PROMPT: Recast the lines below, from the line that contains "One point per instance, each like (1181, 100)." through the line that contains "(1093, 502)", inclusive, as a JSON list of strings with one string per line and blank lines left out. Include only those lines.

(Dataset records)

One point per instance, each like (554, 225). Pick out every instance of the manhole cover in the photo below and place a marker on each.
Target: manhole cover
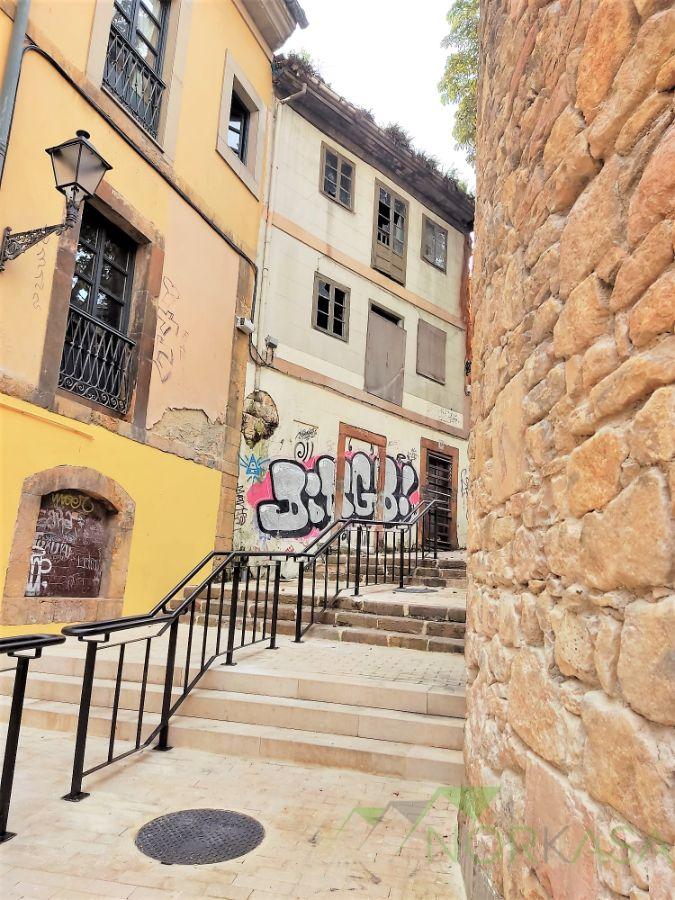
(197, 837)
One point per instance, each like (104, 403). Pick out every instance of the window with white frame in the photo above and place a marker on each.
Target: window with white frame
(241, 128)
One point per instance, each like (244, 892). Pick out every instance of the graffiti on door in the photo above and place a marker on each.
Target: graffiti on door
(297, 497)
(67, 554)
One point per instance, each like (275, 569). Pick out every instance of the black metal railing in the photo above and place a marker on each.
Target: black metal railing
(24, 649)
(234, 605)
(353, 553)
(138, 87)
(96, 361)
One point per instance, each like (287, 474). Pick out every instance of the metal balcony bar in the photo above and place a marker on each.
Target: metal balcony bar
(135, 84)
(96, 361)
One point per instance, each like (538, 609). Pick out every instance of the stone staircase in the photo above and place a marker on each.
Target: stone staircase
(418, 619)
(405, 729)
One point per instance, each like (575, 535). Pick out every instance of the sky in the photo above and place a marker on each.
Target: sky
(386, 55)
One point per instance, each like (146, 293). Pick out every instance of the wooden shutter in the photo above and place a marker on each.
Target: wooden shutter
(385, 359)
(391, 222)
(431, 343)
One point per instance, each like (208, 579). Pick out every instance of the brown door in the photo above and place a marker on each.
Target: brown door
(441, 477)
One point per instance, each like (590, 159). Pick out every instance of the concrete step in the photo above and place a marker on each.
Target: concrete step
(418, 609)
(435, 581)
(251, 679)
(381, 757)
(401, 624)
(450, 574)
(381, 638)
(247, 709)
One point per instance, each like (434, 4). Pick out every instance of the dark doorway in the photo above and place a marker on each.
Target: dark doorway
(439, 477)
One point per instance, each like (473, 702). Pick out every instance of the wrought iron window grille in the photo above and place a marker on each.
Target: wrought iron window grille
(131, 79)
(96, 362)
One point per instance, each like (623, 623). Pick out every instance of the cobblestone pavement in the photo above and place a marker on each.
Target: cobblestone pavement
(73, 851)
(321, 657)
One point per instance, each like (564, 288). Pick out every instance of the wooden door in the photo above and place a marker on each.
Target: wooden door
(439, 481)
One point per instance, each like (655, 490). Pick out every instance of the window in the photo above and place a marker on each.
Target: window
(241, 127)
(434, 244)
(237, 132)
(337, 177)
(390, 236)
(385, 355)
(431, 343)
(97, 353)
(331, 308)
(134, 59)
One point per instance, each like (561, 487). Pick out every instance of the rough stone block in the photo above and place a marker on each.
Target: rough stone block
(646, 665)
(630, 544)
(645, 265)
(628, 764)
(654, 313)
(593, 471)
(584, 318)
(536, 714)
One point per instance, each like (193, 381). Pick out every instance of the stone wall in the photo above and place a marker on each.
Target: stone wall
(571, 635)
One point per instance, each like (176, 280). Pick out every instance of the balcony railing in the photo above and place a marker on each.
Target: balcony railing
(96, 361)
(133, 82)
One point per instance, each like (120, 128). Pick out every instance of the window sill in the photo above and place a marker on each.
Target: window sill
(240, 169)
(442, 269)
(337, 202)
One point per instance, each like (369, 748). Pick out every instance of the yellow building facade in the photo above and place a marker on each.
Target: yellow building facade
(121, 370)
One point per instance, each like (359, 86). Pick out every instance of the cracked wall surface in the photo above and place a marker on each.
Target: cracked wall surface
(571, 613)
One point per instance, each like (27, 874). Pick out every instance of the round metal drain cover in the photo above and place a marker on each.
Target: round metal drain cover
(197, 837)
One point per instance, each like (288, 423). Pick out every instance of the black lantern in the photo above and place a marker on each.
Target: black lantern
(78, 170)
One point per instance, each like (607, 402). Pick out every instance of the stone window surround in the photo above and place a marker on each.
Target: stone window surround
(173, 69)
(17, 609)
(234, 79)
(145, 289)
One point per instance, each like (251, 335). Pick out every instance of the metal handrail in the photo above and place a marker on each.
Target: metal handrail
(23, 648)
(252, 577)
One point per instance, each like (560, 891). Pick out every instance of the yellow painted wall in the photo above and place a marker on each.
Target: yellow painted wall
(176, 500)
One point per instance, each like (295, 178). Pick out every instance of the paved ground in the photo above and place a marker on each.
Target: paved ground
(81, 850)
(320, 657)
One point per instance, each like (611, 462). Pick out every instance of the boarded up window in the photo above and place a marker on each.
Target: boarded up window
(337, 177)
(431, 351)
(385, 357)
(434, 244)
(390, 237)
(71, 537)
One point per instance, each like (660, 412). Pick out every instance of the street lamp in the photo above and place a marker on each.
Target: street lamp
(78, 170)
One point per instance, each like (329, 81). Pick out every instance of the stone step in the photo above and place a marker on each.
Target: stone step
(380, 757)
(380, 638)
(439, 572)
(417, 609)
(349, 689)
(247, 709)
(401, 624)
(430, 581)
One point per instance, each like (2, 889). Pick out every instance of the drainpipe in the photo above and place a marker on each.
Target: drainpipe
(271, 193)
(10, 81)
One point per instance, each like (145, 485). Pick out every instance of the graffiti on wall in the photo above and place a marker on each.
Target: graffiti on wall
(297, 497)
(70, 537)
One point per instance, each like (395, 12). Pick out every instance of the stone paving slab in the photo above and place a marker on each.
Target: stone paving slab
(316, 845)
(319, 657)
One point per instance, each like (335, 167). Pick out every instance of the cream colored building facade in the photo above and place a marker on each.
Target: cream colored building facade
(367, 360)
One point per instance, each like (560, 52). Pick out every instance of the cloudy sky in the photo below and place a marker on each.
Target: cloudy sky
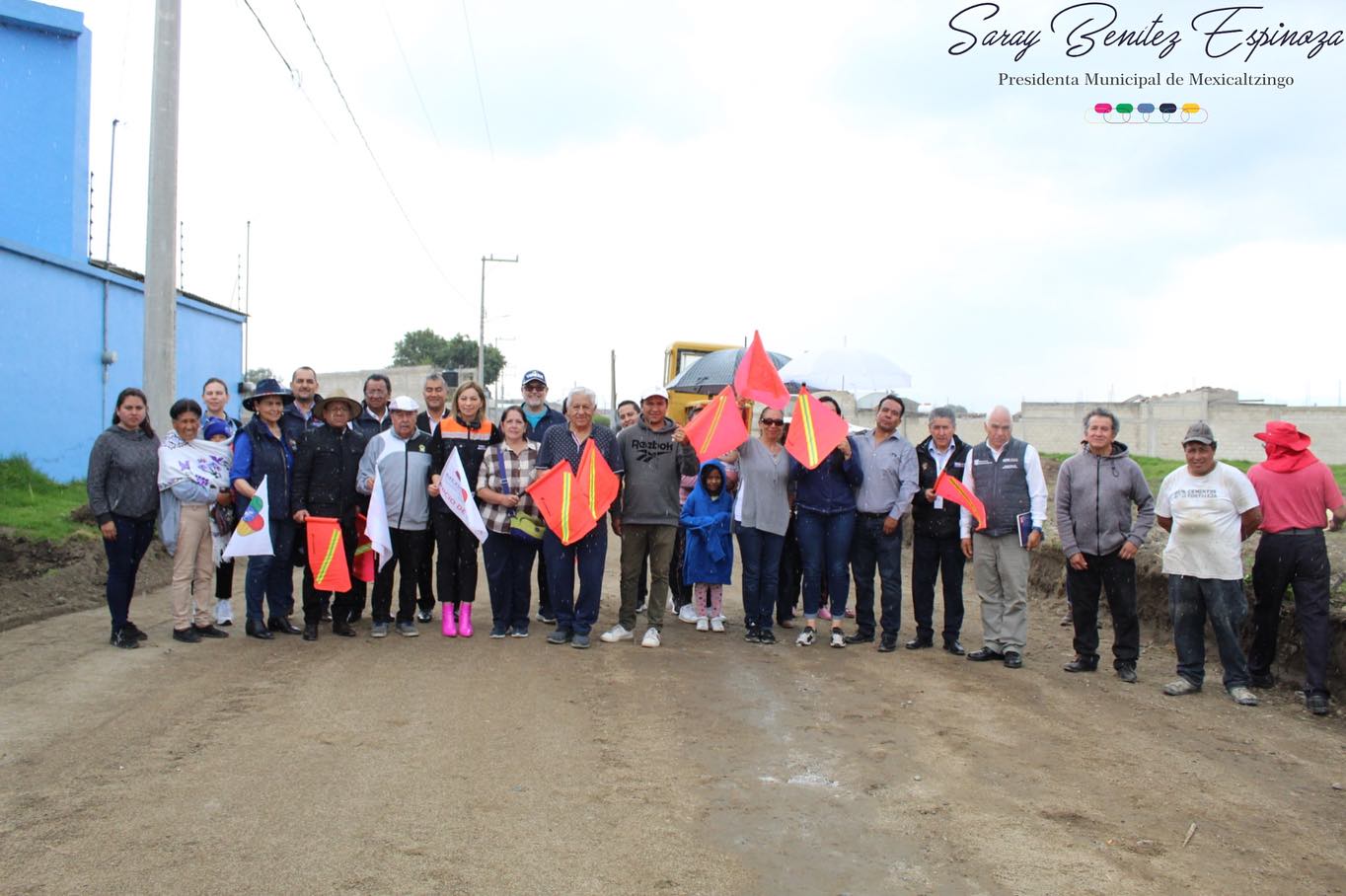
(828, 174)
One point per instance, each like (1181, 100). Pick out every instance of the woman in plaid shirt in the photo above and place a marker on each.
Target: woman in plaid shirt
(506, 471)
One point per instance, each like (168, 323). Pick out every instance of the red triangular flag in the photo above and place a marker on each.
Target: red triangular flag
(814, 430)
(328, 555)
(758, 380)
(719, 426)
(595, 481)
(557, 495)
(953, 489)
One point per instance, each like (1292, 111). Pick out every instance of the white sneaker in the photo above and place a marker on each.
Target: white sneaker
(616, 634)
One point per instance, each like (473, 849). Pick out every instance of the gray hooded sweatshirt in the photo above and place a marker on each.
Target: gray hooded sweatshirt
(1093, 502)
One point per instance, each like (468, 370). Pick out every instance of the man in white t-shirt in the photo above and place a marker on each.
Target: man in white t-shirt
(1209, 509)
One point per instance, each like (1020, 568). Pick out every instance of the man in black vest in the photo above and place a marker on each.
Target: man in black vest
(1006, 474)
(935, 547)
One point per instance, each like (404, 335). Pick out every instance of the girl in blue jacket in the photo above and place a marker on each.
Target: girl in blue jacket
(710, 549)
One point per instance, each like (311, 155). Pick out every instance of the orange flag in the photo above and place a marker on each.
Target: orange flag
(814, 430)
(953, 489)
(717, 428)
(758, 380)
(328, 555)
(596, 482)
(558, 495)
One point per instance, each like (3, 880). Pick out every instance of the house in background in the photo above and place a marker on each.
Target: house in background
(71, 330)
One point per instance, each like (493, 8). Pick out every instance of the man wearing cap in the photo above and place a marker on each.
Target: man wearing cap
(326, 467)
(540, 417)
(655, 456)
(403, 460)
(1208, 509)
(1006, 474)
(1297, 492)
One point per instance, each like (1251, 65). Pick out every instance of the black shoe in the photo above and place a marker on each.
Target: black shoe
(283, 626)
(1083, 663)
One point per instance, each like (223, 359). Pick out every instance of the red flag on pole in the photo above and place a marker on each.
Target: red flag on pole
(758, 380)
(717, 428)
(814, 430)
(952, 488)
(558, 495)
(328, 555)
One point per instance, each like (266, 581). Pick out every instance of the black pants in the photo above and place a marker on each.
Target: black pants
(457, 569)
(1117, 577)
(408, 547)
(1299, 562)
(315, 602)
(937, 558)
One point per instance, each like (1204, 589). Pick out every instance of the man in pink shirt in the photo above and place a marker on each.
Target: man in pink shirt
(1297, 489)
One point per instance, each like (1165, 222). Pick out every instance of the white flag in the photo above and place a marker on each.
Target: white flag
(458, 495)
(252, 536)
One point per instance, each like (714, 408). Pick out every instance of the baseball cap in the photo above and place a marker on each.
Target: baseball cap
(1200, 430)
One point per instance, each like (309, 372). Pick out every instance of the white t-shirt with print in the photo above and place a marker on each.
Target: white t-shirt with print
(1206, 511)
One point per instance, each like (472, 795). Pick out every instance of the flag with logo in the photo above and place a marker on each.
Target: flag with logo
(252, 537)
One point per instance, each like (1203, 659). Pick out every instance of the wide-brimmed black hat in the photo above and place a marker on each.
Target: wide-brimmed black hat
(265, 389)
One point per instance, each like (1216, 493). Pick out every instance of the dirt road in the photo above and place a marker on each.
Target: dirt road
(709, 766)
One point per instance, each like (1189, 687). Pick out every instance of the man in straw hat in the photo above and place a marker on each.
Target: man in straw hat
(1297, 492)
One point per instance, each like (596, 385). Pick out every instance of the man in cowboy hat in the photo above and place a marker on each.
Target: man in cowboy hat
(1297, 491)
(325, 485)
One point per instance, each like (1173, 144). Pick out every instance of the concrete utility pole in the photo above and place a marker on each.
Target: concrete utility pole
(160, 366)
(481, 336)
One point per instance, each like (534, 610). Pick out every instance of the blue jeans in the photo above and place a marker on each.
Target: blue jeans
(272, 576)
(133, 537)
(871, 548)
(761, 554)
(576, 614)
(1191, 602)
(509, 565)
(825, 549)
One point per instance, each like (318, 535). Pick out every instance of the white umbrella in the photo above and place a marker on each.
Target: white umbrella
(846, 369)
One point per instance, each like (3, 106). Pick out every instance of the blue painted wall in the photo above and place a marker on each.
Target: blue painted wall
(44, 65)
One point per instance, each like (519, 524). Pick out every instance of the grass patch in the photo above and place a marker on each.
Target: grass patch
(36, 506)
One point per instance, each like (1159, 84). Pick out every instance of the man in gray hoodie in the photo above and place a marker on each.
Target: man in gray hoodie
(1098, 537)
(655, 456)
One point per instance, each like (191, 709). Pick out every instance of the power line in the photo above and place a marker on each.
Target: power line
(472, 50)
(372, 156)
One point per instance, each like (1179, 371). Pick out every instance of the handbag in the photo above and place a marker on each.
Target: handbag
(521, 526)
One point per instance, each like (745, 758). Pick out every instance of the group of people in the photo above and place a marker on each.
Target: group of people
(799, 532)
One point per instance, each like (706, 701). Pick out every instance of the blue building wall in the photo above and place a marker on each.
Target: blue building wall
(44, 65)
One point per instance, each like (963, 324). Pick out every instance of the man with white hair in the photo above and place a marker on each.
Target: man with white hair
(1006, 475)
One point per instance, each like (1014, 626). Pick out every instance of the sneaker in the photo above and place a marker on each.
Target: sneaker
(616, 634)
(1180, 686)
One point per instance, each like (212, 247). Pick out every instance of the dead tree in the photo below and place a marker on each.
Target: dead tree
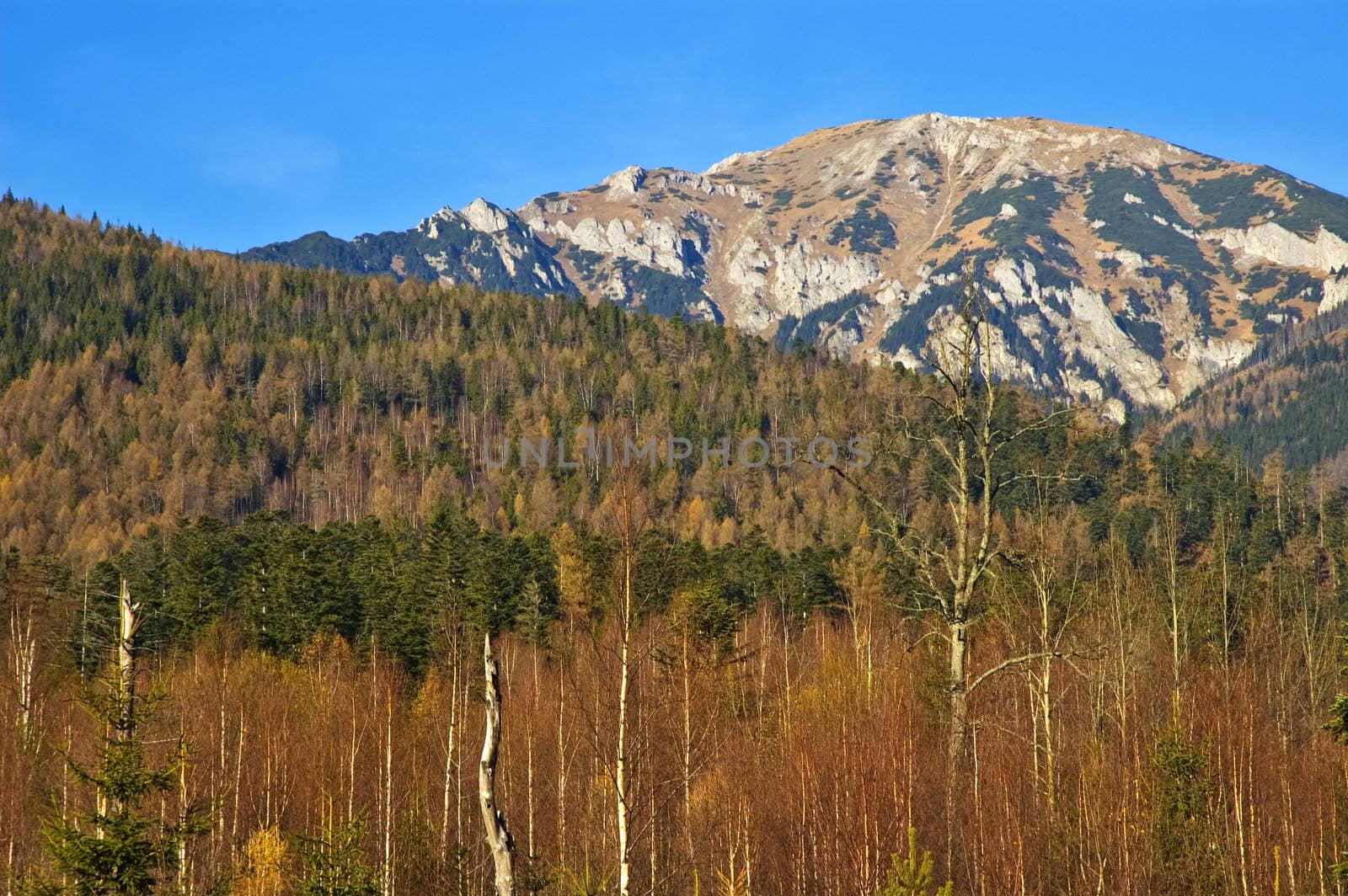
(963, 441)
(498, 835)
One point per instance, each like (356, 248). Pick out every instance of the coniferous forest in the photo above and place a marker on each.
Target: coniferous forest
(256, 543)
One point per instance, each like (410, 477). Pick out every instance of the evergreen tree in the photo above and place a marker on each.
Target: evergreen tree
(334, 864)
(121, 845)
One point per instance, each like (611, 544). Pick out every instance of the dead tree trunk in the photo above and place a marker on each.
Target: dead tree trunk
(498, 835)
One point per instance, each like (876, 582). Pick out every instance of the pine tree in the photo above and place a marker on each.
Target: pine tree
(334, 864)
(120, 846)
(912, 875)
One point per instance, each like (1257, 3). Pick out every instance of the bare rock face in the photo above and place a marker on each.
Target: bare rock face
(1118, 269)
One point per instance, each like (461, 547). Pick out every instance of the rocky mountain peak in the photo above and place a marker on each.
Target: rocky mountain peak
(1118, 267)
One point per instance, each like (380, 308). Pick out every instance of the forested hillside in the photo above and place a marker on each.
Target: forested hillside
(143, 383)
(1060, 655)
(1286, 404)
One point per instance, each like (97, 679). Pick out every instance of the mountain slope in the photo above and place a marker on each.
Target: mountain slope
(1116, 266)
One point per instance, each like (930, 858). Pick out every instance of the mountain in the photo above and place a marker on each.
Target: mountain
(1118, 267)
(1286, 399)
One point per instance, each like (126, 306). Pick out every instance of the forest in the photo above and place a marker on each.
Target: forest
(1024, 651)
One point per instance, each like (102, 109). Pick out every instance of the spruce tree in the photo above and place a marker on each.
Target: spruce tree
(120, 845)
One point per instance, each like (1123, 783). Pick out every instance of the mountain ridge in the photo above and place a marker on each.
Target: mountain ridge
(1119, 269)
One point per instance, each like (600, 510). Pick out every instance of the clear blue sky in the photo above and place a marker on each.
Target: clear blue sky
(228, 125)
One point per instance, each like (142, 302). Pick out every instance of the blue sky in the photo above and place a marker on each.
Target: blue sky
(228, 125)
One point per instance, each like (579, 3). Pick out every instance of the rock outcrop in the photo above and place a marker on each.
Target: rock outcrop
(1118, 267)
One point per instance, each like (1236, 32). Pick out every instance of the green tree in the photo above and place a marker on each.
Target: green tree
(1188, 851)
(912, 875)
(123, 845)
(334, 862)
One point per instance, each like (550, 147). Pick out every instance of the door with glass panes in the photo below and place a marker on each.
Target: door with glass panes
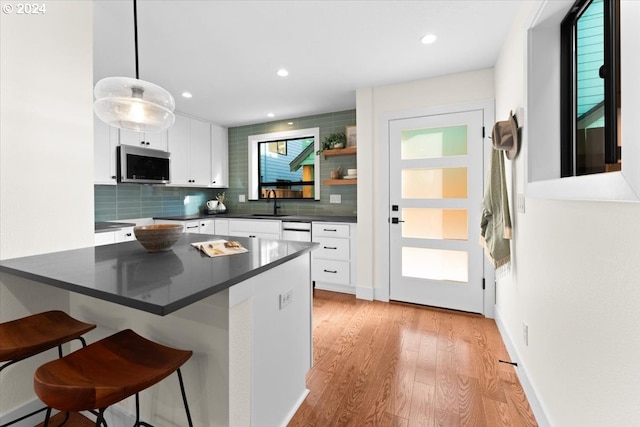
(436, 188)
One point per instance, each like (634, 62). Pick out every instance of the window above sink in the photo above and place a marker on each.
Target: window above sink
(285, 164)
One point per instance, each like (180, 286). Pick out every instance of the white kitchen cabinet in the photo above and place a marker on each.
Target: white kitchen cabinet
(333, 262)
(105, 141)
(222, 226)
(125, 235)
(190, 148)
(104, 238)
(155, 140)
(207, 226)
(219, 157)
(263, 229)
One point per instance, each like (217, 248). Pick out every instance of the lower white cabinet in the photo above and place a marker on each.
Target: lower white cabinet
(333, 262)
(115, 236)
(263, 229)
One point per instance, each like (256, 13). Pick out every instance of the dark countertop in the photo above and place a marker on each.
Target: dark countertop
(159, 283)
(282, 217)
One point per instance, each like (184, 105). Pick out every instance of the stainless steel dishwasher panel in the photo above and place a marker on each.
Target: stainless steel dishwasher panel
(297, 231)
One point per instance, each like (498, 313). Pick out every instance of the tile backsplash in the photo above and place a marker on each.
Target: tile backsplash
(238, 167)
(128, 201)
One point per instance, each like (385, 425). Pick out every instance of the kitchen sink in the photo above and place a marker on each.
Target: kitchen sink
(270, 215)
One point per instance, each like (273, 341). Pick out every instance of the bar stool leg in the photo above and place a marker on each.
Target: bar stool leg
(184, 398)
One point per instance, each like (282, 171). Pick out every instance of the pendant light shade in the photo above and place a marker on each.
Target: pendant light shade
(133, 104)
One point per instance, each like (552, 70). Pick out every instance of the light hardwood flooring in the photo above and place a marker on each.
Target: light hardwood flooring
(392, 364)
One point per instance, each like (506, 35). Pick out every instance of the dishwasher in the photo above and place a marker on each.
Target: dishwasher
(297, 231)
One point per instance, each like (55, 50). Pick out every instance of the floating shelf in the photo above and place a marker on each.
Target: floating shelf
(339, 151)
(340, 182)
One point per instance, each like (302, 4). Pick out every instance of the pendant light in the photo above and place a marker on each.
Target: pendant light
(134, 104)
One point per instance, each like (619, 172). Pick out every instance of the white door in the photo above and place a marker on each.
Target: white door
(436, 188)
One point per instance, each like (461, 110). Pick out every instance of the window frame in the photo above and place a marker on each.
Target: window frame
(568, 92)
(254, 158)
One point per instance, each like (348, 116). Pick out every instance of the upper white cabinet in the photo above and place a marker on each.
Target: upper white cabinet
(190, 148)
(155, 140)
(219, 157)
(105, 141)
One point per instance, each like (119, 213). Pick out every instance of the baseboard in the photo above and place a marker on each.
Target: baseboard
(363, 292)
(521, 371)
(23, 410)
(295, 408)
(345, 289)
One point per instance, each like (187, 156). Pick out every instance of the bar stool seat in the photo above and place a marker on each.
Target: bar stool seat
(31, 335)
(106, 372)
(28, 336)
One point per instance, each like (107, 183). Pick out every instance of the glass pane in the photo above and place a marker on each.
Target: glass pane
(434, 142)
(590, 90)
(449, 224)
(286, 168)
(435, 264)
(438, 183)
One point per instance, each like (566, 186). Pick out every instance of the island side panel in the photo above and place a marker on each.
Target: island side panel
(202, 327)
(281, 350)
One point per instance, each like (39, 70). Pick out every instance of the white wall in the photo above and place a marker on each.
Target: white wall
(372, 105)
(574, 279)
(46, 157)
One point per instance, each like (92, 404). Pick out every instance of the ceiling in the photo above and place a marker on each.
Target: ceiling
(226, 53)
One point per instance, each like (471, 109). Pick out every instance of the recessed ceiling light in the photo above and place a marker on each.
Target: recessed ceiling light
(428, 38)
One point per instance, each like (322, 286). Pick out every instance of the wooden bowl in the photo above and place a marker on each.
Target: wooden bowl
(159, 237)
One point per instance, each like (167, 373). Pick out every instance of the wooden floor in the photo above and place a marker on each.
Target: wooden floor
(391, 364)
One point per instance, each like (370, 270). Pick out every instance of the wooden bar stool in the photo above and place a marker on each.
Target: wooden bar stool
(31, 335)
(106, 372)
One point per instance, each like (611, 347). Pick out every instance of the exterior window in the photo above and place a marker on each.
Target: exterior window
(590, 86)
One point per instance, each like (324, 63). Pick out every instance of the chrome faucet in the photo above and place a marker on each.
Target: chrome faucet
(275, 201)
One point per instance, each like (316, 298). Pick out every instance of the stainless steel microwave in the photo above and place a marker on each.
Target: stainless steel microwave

ANSWER:
[
  "One point per instance, each like (1181, 100). Pick out every instance of the woman in plaid shirt in the photo above and place a marker on each.",
  "Target: woman in plaid shirt",
  "(506, 471)",
  "One point per instance, each like (168, 323). Pick out every instance of the red triangular flag in the photo above and place a marker on each.",
  "Target: red triangular flag",
  "(814, 430)",
  "(328, 555)",
  "(758, 380)",
  "(719, 426)",
  "(595, 481)",
  "(557, 495)",
  "(953, 489)",
  "One point per instance, each like (1292, 111). Pick out every instance of the white sneaker in the photo above and place a marker on each.",
  "Target: white sneaker",
  "(616, 634)",
  "One point per instance, each like (473, 849). Pick out every instance of the gray hooded sweatshirt in the photo above and place a marker on each.",
  "Target: gray hooded sweatshirt",
  "(1093, 502)"
]